SET EXERCISE: Copy out the forum reply below on the PHP team-selection form in full, character for character, code included.

SELECTED EXCERPT:
Hi Jeremy,
it's always easier for us if you tab/organize the code a bit so we get the
overview. like this:
$result = @mysql_query($sql,$connection) or die("Couldn't execute query.");
while ($row = mysql_fetch_array($result))
{
$uid = $row['uid']
$team = $row['team'];
$option_block .= "<option value=\"$uid\">$team</option>";
}
$display_block = "<FORM METHOD=\"post\" ACTION=\"show_makeapick.php\">
<P><strong>Team:</strong>
<select name=\"uid\">
$option_block
</select>
<INPUT TYPE=\"SUBMIT\" NAME=\"submit\"
VALUE=\"Select this Team\"></P>
</form>
";
I find the way you use the uid in various ways confusing.
You use it as the name of the select object, and in the query and it is
possible that this also is unclear when you use the $uid in the next page.
Maybe it is the right choice at first but maybe if you print the form again
in the result page, or for some other reason do a query like the above
before you read the result, the $uid may be overridden and obviously the
value is then set to the last team.

GIVEN INFORMATION:

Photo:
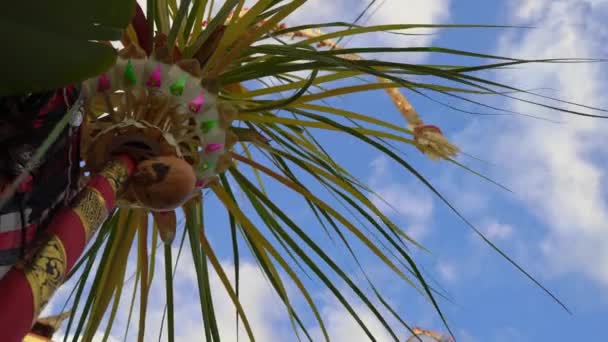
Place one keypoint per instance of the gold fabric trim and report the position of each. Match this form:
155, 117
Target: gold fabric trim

RESULT OF THIS EXERCISE:
Hi Jeremy,
it's always easier for us if you tab/organize the code a bit so we get the
overview. like this:
$result = @mysql_query($sql,$connection) or die("Couldn't execute query.");
while ($row = mysql_fetch_array($result))
{
$uid = $row['uid']
$team = $row['team'];
$option_block .= "<option value=\"$uid\">$team</option>";
}
$display_block = "<FORM METHOD=\"post\" ACTION=\"show_makeapick.php\">
<P><strong>Team:</strong>
<select name=\"uid\">
$option_block
</select>
<INPUT TYPE=\"SUBMIT\" NAME=\"submit\"
VALUE=\"Select this Team\"></P>
</form>
";
I find the way you use the uid in various ways confusing.
You use it as the name of the select object, and in the query and it is
possible that this also is unclear when you use the $uid in the next page.
Maybe it is the right choice at first but maybe if you print the form again
in the result page, or for some other reason do a query like the above
before you read the result, the $uid may be overridden and obviously the
value is then set to the last team.